● Exercise passage:
════
Amazon Gives Alexa a Generative AI Makeover
Amazon has given its Alexa voice assistant a full generative AI overhaul, unveiling a host of new and improved features and functions at this year’s showcase of new devices and services. The tech giant claims the teased preview represents the biggest leap forward yet for Alexa and one that will be shared with every device where Alexa is accessible.
Amazon executives demonstrated several ways Alexa will leverage a new variation of Amazon’s custom large language models (LLMs) to encourage more intuitive and useful interactions. The company did hedge its bets by acknowledging that Alexa “will make mistakes” as generative AI abilities remain imperfect. But it stressed that shortcomings will diminish over time, just as with past Alexa upgrades, but is overall very bullish on generative AI.
════
● Entries shown:
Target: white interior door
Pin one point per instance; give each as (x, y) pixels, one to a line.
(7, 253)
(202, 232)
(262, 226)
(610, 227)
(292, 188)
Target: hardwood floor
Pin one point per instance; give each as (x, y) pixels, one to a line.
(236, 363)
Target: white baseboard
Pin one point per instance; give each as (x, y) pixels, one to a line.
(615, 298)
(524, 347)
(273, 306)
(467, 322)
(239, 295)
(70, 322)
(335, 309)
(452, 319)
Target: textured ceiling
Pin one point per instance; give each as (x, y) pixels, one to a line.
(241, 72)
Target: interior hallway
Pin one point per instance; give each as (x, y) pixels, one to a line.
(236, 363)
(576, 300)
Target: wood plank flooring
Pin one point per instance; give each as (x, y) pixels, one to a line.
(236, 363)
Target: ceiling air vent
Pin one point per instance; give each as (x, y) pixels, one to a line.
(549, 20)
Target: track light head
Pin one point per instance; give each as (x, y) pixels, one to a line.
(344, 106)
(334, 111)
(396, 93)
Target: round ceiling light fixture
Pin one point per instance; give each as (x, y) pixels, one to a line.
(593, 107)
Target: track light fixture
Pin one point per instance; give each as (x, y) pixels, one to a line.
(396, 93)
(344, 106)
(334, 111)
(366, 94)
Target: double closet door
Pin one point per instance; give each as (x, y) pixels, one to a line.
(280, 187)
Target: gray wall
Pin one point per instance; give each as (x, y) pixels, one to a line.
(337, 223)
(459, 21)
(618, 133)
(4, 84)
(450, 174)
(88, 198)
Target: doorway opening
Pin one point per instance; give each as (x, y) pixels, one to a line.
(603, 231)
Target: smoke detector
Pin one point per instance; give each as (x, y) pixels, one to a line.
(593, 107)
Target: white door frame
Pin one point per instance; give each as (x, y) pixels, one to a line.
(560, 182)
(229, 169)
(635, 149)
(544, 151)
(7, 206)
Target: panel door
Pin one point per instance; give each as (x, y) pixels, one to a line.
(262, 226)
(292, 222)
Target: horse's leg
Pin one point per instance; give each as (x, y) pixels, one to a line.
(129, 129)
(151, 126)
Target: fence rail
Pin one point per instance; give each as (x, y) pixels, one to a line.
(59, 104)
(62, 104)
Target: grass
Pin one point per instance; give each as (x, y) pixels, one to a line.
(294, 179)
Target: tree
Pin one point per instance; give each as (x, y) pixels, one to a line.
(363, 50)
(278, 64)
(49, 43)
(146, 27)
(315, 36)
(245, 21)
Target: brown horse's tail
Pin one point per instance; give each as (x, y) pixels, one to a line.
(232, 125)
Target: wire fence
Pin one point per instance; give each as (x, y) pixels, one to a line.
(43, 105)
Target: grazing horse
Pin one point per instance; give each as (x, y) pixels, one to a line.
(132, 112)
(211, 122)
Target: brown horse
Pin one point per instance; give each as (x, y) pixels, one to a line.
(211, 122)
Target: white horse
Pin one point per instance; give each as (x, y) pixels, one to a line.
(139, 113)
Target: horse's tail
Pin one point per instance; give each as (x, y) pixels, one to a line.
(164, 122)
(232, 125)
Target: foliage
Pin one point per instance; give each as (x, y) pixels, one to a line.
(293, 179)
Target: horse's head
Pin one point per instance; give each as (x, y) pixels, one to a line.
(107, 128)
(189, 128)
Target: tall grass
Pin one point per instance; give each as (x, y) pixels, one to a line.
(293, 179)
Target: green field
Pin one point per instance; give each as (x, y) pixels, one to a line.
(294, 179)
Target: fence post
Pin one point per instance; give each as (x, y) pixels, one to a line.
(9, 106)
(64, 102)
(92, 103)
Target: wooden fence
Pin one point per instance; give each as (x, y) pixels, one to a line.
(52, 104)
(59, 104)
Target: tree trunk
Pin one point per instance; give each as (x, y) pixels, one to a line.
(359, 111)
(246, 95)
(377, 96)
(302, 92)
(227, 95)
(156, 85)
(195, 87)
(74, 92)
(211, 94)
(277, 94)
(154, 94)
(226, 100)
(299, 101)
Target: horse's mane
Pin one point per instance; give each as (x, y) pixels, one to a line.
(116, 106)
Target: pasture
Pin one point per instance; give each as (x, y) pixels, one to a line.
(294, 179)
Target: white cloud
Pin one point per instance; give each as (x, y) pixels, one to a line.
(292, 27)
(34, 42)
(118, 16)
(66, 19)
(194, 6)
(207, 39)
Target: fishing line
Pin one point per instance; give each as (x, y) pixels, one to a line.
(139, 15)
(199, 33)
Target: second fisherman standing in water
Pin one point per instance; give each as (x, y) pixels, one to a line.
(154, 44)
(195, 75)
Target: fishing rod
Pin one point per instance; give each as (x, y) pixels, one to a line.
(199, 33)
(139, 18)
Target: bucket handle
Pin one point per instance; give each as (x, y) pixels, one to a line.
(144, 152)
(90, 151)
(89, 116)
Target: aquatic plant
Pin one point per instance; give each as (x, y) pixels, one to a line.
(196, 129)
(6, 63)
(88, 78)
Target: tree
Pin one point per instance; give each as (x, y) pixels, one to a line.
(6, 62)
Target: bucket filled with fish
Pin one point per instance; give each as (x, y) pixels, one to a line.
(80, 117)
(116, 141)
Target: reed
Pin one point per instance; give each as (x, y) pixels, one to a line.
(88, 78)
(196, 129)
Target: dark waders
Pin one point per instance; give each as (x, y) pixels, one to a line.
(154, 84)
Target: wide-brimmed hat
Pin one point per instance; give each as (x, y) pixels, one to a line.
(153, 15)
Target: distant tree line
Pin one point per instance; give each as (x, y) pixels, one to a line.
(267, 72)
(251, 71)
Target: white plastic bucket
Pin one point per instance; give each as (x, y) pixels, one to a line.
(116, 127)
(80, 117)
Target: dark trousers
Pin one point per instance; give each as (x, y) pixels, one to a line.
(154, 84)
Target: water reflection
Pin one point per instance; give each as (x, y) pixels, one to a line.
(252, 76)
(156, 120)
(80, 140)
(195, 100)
════
Copy out the whole article on Amazon's generative AI overhaul of Alexa word for word, from the headline through the last sentence.

Amazon Gives Alexa a Generative AI Makeover
Amazon has given its Alexa voice assistant a full generative AI overhaul, unveiling a host of new and improved features and functions at this year’s showcase of new devices and services. The tech giant claims the teased preview represents the biggest leap forward yet for Alexa and one that will be shared with every device where Alexa is accessible.
Amazon executives demonstrated several ways Alexa will leverage a new variation of Amazon’s custom large language models (LLMs) to encourage more intuitive and useful interactions. The company did hedge its bets by acknowledging that Alexa “will make mistakes” as generative AI abilities remain imperfect. But it stressed that shortcomings will diminish over time, just as with past Alexa upgrades, but is overall very bullish on generative AI.